Investors wiped $70 billion off Novo Nordisk’s market value on Tuesday after the maker of weight-loss drug Wegovy issued a profit warning and named a new CEO, as it battles rising competition in the obesity drug market.
Novo named Maziar Mike Doustdar as its new chief executive, turning to a veteran insider to revive sales and reassure investors rattled by fears the Danish drugmaker is losing ground in the obesity drug race it started.
Doustdar’s appointment failed to stem a stock market rout sparked by Novo slashing its outlook for 2025 sales growth to between 8% and 14%, from between 13% and 21% previously. Its shares plunged nearly 30% before paring some losses to trade down over 20% by mid-afternoon. The shares are now down 44% this year.
“The magnitude of the guidance cut is a shocker,” Markus Manns, a portfolio manager at mutual fund firm Union Investment, a Novo shareholder, told Reuters, adding that Novo’s issues went deeper than “compounded” copycats to Wegovy.

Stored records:
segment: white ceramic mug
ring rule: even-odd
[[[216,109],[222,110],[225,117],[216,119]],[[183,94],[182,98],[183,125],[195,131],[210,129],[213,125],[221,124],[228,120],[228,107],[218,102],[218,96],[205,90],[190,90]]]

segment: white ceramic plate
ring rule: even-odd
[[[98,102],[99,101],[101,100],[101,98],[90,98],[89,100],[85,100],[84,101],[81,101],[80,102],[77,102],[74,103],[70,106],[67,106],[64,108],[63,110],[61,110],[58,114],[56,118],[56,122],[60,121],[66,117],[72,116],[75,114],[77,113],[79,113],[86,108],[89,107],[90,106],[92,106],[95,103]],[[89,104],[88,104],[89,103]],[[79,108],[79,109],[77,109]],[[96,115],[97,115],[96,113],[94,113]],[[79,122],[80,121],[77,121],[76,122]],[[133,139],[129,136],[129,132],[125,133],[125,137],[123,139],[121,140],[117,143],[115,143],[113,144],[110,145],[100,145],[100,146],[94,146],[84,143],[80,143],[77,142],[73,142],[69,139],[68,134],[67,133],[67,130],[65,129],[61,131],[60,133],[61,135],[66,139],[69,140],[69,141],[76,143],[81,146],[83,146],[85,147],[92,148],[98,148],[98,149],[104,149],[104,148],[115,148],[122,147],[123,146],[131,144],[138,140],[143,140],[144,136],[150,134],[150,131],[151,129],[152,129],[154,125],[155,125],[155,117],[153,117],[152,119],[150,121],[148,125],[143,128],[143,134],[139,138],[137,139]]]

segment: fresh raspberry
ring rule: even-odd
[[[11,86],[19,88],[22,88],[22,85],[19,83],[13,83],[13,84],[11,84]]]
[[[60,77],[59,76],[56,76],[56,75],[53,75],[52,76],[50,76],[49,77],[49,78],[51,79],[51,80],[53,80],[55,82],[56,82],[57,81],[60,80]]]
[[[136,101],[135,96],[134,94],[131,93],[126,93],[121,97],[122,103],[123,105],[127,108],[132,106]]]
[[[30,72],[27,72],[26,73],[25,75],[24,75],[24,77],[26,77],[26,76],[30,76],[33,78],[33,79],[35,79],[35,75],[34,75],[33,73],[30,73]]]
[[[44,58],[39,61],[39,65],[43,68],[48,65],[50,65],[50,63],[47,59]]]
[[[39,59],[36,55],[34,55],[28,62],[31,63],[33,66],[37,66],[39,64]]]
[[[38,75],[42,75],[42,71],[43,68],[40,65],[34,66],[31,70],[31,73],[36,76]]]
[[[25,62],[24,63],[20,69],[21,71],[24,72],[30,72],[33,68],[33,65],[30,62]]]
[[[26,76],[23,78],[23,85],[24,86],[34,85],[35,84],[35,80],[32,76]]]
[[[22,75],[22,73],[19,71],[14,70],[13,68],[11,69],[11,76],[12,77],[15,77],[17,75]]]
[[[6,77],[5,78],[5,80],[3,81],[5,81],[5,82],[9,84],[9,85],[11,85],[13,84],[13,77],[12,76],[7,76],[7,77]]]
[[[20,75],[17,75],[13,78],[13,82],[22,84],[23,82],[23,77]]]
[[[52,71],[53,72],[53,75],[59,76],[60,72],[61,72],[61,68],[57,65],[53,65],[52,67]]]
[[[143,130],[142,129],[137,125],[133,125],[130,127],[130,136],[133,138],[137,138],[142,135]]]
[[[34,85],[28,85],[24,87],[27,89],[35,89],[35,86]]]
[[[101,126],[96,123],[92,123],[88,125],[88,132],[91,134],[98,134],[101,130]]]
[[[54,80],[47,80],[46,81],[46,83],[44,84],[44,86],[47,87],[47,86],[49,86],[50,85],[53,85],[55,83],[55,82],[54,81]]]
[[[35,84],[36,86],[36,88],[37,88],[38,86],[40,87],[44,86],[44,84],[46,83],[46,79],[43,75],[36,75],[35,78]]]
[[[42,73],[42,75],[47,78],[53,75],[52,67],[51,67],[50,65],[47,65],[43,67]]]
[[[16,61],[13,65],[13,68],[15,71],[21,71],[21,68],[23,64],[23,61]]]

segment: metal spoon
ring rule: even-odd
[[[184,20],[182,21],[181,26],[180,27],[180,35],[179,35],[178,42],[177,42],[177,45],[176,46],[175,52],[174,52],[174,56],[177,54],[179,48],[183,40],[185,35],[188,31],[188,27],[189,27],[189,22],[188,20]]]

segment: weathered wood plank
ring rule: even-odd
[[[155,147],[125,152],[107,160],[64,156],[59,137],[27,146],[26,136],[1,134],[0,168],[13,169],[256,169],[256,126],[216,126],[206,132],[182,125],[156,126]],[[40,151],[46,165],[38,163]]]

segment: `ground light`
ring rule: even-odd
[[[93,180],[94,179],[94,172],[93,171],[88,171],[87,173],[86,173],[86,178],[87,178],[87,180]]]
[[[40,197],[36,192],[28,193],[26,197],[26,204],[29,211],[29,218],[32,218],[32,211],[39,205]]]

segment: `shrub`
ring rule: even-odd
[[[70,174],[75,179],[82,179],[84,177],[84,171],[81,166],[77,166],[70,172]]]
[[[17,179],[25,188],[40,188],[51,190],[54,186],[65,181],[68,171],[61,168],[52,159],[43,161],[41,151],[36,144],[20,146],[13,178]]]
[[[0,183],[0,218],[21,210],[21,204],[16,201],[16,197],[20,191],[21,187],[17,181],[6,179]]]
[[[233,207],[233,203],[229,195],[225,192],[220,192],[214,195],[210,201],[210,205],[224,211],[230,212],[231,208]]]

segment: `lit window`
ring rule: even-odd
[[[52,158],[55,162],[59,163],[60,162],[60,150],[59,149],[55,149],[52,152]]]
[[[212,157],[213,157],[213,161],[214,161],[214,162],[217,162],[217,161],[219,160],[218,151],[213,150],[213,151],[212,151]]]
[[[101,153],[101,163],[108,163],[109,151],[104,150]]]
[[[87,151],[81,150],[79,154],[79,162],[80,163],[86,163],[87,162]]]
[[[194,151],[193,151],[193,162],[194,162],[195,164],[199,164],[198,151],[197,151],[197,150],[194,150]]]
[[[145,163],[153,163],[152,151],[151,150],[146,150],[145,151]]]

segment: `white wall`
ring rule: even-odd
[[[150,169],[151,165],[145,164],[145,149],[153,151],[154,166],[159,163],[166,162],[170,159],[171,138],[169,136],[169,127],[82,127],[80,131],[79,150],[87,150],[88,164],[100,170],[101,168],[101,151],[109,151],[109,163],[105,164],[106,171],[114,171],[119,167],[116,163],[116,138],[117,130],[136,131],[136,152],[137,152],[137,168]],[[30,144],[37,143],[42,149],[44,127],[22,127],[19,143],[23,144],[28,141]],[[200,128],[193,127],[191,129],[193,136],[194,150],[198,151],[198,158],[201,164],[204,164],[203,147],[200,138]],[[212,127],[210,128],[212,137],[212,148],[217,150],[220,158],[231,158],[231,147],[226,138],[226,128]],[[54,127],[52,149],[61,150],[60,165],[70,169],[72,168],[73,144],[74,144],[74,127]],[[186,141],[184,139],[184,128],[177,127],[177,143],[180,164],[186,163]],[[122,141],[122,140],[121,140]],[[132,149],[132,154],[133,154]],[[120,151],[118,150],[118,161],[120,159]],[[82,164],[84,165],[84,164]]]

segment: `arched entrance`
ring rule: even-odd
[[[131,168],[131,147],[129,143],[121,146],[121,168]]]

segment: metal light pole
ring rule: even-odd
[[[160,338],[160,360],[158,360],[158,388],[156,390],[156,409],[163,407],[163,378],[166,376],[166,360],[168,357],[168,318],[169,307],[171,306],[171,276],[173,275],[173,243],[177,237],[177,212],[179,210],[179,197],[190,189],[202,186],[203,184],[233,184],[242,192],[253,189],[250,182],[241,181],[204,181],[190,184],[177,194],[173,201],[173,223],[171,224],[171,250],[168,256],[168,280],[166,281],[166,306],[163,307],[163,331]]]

Tasks for this exercise:
(1) Transcribe the Novo Nordisk article word for word, starting at "Novo named Maziar" and ending at "copycats to Wegovy.".
(2) According to the Novo Nordisk article, what range did Novo lower its 2025 sales growth outlook to?

Task-by-task outputs:
(1)
Novo named Maziar Mike Doustdar as its new chief executive, turning to a veteran insider to revive sales and reassure investors rattled by fears the Danish drugmaker is losing ground in the obesity drug race it started.
Doustdar’s appointment failed to stem a stock market rout sparked by Novo slashing its outlook for 2025 sales growth to between 8% and 14%, from between 13% and 21% previously. Its shares plunged nearly 30% before paring some losses to trade down over 20% by mid-afternoon. The shares are now down 44% this year.
“The magnitude of the guidance cut is a shocker,” Markus Manns, a portfolio manager at mutual fund firm Union Investment, a Novo shareholder, told Reuters, adding that Novo’s issues went deeper than “compounded” copycats to Wegovy.

(2) Between 8% and 14%